• _Text shown_:
'''
Best Practices: Crawling Microsoft® SharePoint

This guide will help with understanding the best practices for crawling Microsoft® SharePoint with Shinydocs Cognitive Toolkit.

Crawl the root

The ideal crawl is done at the root of Microsoft® SharePoint (ex. https://acme.sharepoint.com/sites). This will capture all sites, but remember to use the Cognitive Toolkit argument --crawl-subsites while crawling. Specific sites can be filtered later in the Visualizer and queried against with Cognitive Toolkit if needed.

Use a multi-index strategy

Microsoft® SharePoint is typically split into many sites and subsites, allowing organizations to make large and small repositories for their work. When crawling Microsoft® SharePoint, it’s important to preplan how the indices will reflect that data. It’s best to have an index per site when possible and this is the default behaviour of Cognitive Toolkit when using --crawl-subsites.

The value entered for -i/--index-name will be the root name for each index.

For example:

--index-name acme_spo

would result in indices that look like

acme_spo_<site_name>
acme_spo_accounting
acme_spo_projectB
acme_spo_projectA

The Visualizer and Cognitive Toolkit will be able to aggregate these indices under acme_spo*.

Only use additional arguments when needed

There are multiple arguments for different use cases in Cognitive Toolkit (ex. --remove-standard-filter, --hidden, --catalog), however, they should only be used if they are needed. These additional arguments usually capture special data that is only useful in some outcomes, it's best not to use all available arguments and only use arguments that align with the desired outcome.

Field data type conflicts

When crawling Microsoft® SharePoint, new fields in the index are created for each custom column applied to a file prefixed by cc-. The index automatically assigns an internal type to that field (boolean, number, date, text, etc.) based on the first entry, and it cannot be changed once it is set.

For example, in Microsoft® SharePoint there are files that have a column called “Username”. Some of the values are traditional names and some usernames are just numbers.

If the first file crawled contains a Username value of “BBunny”, the index will treat the Username column as a text field and text fields can contain letters, numbers and symbols. When it comes time to ingest a file with a numerical-only value, it will ingest fine as the field has been marked as text.

If the first file crawled contains a Username value of “1181415124”, the index will automatically treat the Username field as a number field. When it comes time to ingest a file with letters, the index will reject the document stating there is a field type conflict.

This issue can occur often using the single index option (--use-single-index), but is less likely to happen if using a multi-index strategy (though still possible). This scenario will require assistance and custom index mapping.
'''
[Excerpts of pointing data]
'''
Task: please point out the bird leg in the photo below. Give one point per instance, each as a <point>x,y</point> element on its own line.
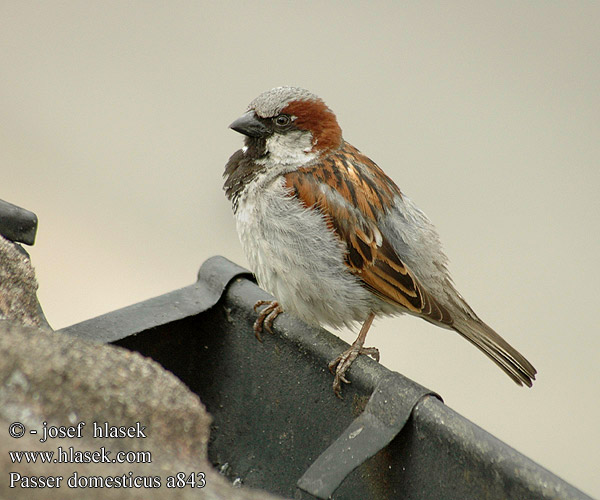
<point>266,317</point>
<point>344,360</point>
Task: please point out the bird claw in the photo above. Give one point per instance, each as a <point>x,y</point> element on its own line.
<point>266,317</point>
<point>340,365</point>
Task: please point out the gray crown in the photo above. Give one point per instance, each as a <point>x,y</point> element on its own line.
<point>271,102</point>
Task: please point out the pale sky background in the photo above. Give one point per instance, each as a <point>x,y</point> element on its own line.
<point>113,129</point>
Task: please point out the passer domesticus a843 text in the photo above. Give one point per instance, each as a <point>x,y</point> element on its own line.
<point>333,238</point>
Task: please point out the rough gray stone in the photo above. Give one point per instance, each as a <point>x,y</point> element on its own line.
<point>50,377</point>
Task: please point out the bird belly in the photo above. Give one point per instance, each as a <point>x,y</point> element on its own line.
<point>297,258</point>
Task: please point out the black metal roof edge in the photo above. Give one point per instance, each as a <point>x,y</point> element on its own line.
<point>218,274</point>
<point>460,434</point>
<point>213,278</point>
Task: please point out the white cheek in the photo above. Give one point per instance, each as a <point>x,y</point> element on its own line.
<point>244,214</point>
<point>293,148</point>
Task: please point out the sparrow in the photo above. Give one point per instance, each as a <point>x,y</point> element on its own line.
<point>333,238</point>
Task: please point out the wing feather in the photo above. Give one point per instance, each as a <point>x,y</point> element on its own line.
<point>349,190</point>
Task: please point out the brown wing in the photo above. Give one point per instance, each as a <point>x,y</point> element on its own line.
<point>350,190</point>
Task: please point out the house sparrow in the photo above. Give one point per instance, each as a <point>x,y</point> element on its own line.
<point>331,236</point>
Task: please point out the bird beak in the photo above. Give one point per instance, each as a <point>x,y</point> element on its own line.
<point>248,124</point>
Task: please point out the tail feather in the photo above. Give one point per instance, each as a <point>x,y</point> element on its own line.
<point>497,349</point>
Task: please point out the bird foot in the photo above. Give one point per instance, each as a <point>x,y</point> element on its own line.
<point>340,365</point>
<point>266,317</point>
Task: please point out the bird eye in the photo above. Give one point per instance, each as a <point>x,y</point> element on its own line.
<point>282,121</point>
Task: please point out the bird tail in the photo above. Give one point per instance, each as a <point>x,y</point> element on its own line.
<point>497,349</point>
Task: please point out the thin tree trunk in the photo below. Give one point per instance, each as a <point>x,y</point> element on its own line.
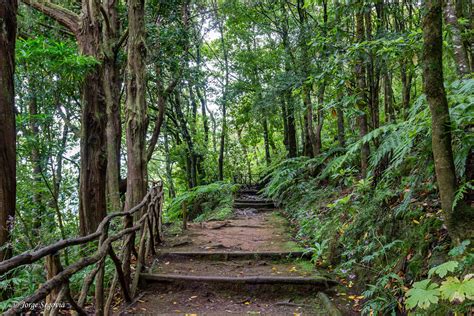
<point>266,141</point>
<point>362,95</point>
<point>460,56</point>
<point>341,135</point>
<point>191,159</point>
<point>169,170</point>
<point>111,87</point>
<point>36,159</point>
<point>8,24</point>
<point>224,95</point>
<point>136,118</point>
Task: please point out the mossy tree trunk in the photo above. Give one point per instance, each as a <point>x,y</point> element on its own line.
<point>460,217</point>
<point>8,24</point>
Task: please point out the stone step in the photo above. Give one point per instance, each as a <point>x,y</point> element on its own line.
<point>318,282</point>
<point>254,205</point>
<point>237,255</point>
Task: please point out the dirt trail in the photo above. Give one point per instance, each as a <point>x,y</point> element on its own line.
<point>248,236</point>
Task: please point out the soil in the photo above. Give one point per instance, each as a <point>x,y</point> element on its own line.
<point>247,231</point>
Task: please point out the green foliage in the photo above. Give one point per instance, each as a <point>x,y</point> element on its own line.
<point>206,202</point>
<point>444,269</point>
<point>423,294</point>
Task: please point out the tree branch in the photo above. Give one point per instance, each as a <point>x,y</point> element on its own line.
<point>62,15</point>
'''
• _Written tasks_:
(1) Decide whether each statement below agrees with the SharePoint crawling guide above. For each, answer yes or no and quote the deciding words of the guide. (a) The guide recommends crawling at the root of SharePoint. (b) Once the index assigns a type to a custom column field, that type can later be changed. (c) Using a multi-index strategy rules out field type conflicts entirely.
(2) Return the passage of the SharePoint crawling guide above, from "--index-name acme_spo" down to "the desired outcome.".

• _Task solutions_:
(1)
(a) Yes: "The ideal crawl is done at the root of Microsoft® SharePoint"
(b) No: "it cannot be changed once it is set"
(c) No: "is less likely to happen if using a multi-index strategy (though still possible)"

(2)
--index-name acme_spo

would result in indices that look like

acme_spo_<site_name>
acme_spo_accounting
acme_spo_projectB
acme_spo_projectA

The Visualizer and Cognitive Toolkit will be able to aggregate these indices under acme_spo*.

Only use additional arguments when needed

There are multiple arguments for different use cases in Cognitive Toolkit (ex. --remove-standard-filter, --hidden, --catalog), however, they should only be used if they are needed. These additional arguments usually capture special data that is only useful in some outcomes, it's best not to use all available arguments and only use arguments that align with the desired outcome.